◆ Exercise: If a line in the data contains "every", copy it out.

◆ Record set:
::::::
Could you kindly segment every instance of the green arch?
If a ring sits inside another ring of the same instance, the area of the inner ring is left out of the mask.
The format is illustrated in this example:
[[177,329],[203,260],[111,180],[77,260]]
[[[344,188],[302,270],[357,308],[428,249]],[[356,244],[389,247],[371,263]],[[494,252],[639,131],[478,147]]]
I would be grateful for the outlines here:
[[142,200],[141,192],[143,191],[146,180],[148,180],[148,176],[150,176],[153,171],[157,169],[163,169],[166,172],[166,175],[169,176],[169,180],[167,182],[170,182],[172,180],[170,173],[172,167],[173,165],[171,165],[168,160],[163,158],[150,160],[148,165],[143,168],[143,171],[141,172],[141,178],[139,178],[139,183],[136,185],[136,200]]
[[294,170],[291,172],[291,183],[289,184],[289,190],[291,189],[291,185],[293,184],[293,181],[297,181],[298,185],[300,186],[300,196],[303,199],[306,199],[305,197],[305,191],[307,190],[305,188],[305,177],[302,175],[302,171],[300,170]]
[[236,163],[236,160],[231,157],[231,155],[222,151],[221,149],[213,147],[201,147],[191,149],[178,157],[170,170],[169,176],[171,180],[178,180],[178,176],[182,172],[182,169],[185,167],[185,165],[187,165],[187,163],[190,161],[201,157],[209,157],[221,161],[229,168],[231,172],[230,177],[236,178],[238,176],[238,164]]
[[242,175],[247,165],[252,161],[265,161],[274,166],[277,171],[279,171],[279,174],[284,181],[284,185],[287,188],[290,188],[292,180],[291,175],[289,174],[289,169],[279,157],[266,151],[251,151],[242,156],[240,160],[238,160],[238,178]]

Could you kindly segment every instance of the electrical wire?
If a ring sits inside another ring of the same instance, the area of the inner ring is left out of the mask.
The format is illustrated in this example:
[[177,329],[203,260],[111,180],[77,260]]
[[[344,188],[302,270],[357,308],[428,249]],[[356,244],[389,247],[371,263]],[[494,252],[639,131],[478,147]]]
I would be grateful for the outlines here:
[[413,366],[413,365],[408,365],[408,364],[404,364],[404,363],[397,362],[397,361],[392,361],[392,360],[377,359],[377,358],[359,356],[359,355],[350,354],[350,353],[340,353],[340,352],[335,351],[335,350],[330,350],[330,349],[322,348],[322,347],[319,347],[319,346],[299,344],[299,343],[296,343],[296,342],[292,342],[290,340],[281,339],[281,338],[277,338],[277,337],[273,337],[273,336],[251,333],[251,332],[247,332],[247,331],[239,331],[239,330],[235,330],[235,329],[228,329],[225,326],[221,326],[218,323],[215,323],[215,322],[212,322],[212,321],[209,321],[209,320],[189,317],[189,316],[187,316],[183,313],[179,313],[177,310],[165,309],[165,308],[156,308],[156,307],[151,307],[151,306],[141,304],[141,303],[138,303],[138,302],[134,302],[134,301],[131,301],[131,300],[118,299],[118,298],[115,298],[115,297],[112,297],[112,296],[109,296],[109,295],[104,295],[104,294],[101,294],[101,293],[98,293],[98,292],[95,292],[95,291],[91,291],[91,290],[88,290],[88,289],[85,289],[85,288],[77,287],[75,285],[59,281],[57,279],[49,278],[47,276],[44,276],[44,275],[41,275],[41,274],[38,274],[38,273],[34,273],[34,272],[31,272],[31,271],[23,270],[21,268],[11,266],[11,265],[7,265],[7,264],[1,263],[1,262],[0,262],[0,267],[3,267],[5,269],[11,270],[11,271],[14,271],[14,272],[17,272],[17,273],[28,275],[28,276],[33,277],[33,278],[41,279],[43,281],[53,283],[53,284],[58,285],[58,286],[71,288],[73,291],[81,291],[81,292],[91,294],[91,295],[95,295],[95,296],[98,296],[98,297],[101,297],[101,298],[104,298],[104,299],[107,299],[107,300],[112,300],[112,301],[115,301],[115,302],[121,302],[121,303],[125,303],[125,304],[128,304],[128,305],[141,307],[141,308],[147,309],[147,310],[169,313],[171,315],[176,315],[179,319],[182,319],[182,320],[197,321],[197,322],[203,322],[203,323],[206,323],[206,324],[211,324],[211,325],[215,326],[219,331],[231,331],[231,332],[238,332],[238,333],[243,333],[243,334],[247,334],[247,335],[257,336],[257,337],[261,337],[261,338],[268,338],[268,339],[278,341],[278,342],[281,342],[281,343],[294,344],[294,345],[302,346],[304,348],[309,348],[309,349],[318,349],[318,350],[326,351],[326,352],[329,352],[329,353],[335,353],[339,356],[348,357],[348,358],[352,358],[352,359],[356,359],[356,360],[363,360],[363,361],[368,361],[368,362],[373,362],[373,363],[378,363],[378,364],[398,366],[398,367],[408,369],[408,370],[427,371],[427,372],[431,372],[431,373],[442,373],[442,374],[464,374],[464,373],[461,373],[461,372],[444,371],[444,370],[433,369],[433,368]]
::::::
◆ Solution for this problem:
Could you kindly segment every instance of the green arch?
Could you kindly segment every instance of the electrical wire?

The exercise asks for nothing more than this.